▶ [本文]
****************
南アフリカ代表FBアレンゼ(三菱重工相模原ダイナボアーズ)
試合はホストのブラックラムズが26-19と勝利して開幕戦に向けて弾みをつけた。なお、ダイナボアーズに新加入した南アフリカ代表FB(フルバック)カートリー・アレンゼが初の実戦デビューを飾った。
試合終了後、多くのブラックラムズのファンがスタンドに残る中、今シーズンの最注目選手の1人であるブラックラムズのSH(スクラムハーフ)TJ・ペレナラ(32歳)が青空の下、入団会見を開いた。
ペレナラは11月まで「オールブラックス」こと、ニュージーランド代表でワールドカップに2度出場し、89キャップを重ねた。また、ハリケーンズ(ニュージーランド)でも、過去最多となる163キャップを誇るレジェンドだ。2021-22シーズンのトップリーグでは、NTTドコモレッドハリケーンズでもプレーした。
ペレナラ(左)とマットソンHC
ブラックラムズの新指揮官タンバイ・マットソンHC(ヘッドコーチ)が「僕たちにとって、最後のキーとなるピースだと思う。TJはすごくプロフェッショナルで、練習、仕事に対する姿勢が素晴らしいし、競争心もすごく高い」。
「だから、絶対に最後まで戦ってくれる。そういった姿勢から学ぶことはたくさんある。あとSHは一番重要なポジションだと思っているので、間違いないなくインパクトを残してくれる」と大きな期待を寄せた。
入場するTJ・ペレナラ
自身の名が書いたボードを持ったファンに迎えられ、スタジアムに入場してきたペレナラは、「まず、僕と僕の家族を温かく迎え入れていただきありがとうございます。日本に戻って来られてとてもうれしい」。
「前回の日本滞在も、すごく素敵な思い出がたくさんある。また、こうやって日本に戻ってきて、今度は東京で過ごせることをすごく楽しみにしている。早くチームメイトと練習をして、ファンのみなさんが誇りに思ってくれるようなエキサイティングなプレーを見せられたらと思う」と挨拶した。
ファンの前で、ブラックラムズの黒いジャージーを着て「すごく良い感じ。家族で日本に来ると決めたのは、6カ月前ぐらいだったので、やっと来られた。特別な感じがする」と笑顔を見せた。
再び日本、そしてブラックラムズでのプレーを選択した理由を聞くと、「(前回は)日本ですごくエンジョイできて、日本で戦ったラグビーもすごく楽しかった。日本を離れた時、絶対に戻ってきたい場所だと思ったことと、家族と相談し、子どもたちを日本で育てていきたいという話をした」。
「そして、ブラックラムズには、本当に素晴らしいチームメイトがいるし、これからチームが進んでいく道など、すべてを含めて、今回のオファーに関してはノーというのが難しかった」と正直に吐露した。
ファンに挨拶するTJ・ペレナラ
プレシーズンマッチを見ての感想を尋ねると、経験豊富な世界的なスクラムハーフは、「すごく良いプレーもたくさんあって、その中で、まだ改善していかなければいけない、成長させていかなければいけない部分もあった」。
****************
▶ [資料]
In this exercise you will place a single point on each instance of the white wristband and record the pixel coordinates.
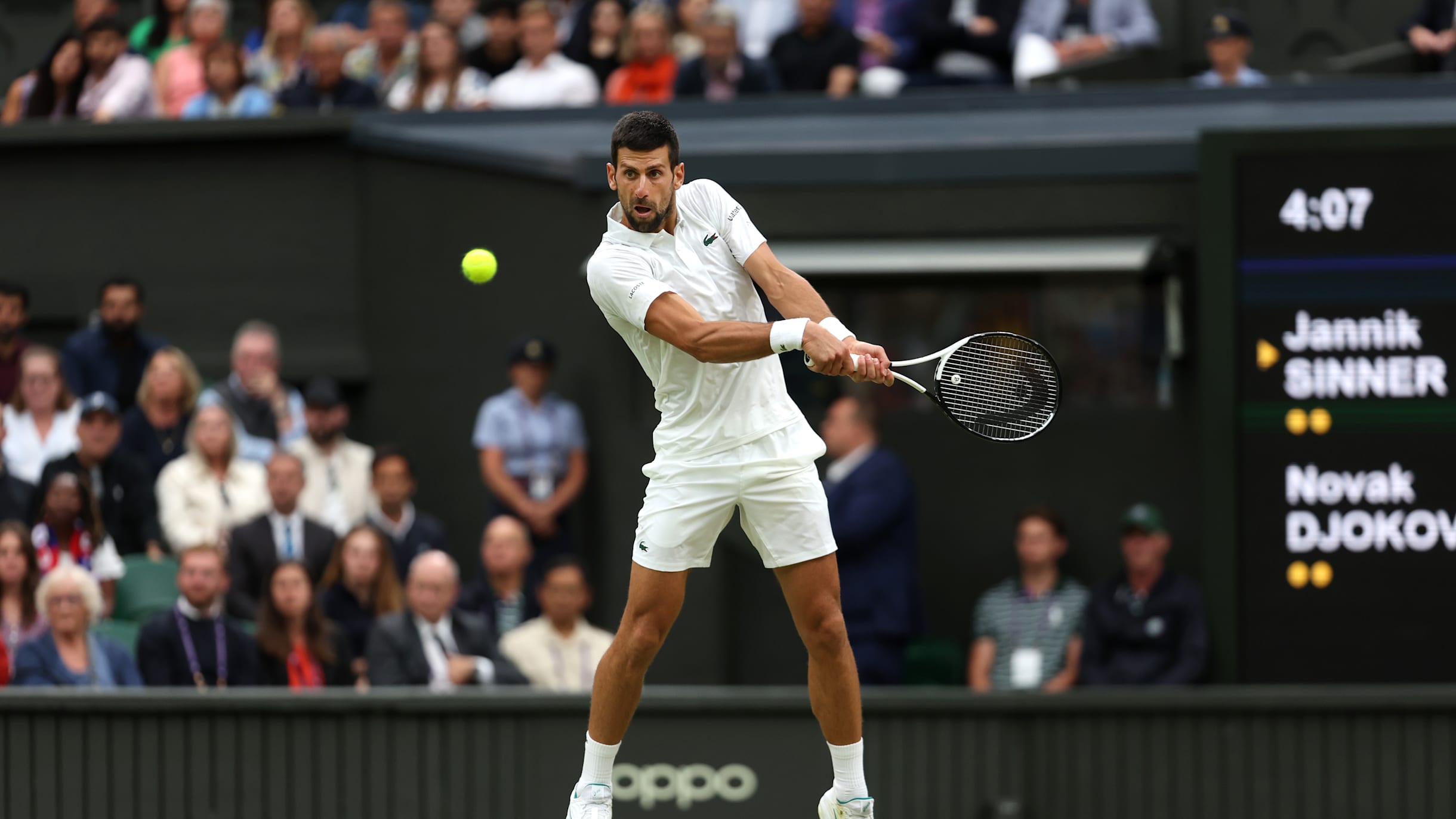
(838, 328)
(786, 334)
****************
▶ [課題] 本文によると、ペレナラはハリケーンズで何キャップを記録しているか。 本文だけを根拠にすること。

▶ [解答] 過去最多となる163キャップ。